*Source material:*

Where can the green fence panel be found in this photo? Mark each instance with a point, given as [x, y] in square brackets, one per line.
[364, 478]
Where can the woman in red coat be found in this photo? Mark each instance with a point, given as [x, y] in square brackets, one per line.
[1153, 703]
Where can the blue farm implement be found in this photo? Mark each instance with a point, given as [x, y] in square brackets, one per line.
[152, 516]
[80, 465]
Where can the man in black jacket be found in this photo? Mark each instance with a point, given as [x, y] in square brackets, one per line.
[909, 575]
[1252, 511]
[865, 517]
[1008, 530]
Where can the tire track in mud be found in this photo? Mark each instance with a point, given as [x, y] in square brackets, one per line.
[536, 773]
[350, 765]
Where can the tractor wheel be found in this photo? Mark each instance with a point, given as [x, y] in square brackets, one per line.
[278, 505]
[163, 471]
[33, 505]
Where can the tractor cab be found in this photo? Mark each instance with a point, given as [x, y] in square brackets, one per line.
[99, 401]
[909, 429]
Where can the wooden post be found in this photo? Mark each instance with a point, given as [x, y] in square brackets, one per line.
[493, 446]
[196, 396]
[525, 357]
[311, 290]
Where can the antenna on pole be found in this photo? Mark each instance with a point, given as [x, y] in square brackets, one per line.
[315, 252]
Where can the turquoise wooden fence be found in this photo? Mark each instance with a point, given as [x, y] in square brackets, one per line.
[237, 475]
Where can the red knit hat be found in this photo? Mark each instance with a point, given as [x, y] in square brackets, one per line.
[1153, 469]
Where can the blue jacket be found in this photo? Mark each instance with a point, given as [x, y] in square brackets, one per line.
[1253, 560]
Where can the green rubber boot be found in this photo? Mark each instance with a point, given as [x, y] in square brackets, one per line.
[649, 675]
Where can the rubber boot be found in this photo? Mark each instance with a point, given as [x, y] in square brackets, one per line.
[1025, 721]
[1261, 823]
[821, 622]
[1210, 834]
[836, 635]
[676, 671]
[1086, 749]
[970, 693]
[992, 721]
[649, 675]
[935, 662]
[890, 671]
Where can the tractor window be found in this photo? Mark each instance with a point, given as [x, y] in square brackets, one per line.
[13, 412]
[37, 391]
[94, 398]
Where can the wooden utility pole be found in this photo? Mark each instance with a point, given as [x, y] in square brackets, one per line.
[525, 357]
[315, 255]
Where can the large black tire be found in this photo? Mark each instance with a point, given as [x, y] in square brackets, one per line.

*Task goal:*
Transcribe the whole listing above, keeping each line exactly as written.

*Your solution:*
Where can the green fence panel be found in this photo? Mark each instance with a point, given as [x, y] in square brackets, one per line.
[364, 478]
Where can the woman in red coat be found in this photo? Mark each instance with a point, given as [x, y] in square brackets, one per line.
[1153, 703]
Where can the blue farm implement be found in this photo? Mark each instance with a point, given as [x, y] in square brackets, one per line.
[152, 516]
[80, 465]
Where can the man in black jacket be found in this photo? Mark each instance with a point, given as [x, y] in square brackets, one per line.
[909, 575]
[1252, 511]
[865, 517]
[1008, 530]
Where can the tire track in mud be found in this photo? Mark each instance with a point, given as [x, y] in square brackets, one per line.
[536, 773]
[350, 765]
Where can the tractor wheel be found in this photo? Mark each instance with a point, given as [x, y] in square brackets, one per line.
[278, 505]
[163, 471]
[33, 505]
Where can the tractor cab be found in this photo? Mark each instance with a point, given as [x, y] in square brackets, one per line.
[99, 401]
[909, 429]
Where can the wooden post be found in this photo? Mark each instance with a point, given as [x, y] in square brackets, one per line.
[493, 446]
[196, 396]
[525, 357]
[311, 290]
Where can the antenna on pole be found in this photo? Mark each instance with a point, given as [x, y] in square brackets, one per line.
[315, 252]
Where can the turquoise wooden fence be found in this photo? Mark each instance with a point, given as [x, y] in square brackets, one per line.
[237, 475]
Where can the red knit hat be found in this photo? Mark each instance with a point, given as [x, y] in square brackets, one per line.
[1153, 469]
Where can the blue jacket be found in this photo? Mark each instance with a point, given as [x, y] in square brackets, one per line.
[1253, 560]
Where can the green rubber boot be found in this photo? Mark each instance with a point, given as [x, y] in square brackets, one per line.
[649, 675]
Where can the rubber boot be found in this photo? Mark each instance with a point, given as [x, y] in square brackets, one per line.
[1025, 721]
[1261, 823]
[821, 622]
[1210, 834]
[836, 635]
[676, 671]
[1086, 749]
[970, 693]
[992, 721]
[649, 675]
[935, 662]
[890, 671]
Where can the tractor window be found in this photo? Mark each instance with a point, given as [x, y] in square brackets, one per line.
[13, 412]
[37, 391]
[94, 398]
Where can the wooden utility pole be found in this photo? Mark each instance with a point, given as [x, y] in square brackets, one per line.
[525, 357]
[315, 255]
Where can the large black tire be found in this photo? Mark each instance with a point, given as [x, y] in square brackets, one per line.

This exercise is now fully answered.